>> Start ITEMS
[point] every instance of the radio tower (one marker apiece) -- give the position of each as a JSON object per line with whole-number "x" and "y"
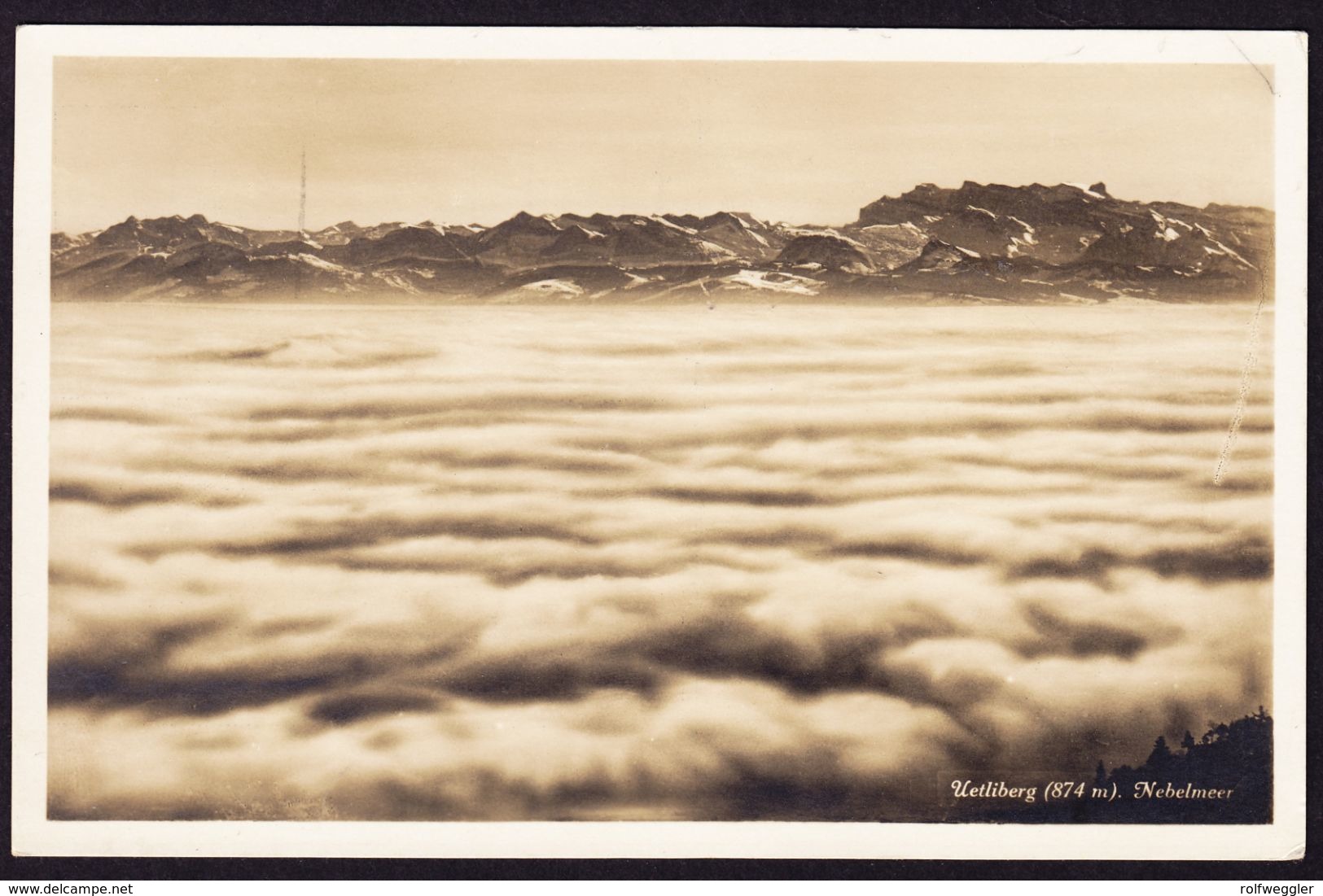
{"x": 303, "y": 190}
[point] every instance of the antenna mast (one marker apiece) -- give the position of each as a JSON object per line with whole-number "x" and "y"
{"x": 303, "y": 190}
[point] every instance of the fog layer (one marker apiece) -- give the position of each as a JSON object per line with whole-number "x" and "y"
{"x": 688, "y": 563}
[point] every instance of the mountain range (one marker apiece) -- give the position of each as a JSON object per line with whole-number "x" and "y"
{"x": 974, "y": 243}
>> End ITEMS
## DIRECTION
Lay out the rows above as a two-column CSV with the columns "instruction" and "points", one CSV line per row holding its instruction text and its answer, each in a single quoted field with any line breaks replaced by spaces. Include every row and leave the pictures out.

## OUTPUT
instruction,points
"[point] every instance of the radio tower (one marker apiece) -- give the position of each as a JSON object per line with whole-number ""x"" and ""y""","{""x"": 303, ""y"": 190}"
"[point] every instance of the antenna mast (one marker apiece) -- give the position of each as a JSON object per line with whole-number ""x"" and ""y""","{""x"": 303, ""y"": 190}"
"[point] every instance of the fog layer (one marker apiece) -- give the position of each as a JSON object per line with whole-number ""x"" and ""y""","{""x"": 688, ""y"": 563}"
"[point] every instance of the mountain range (one marker apiece) -- give the position of each as a JSON object per line with whole-number ""x"" and ""y""","{""x"": 974, ""y"": 243}"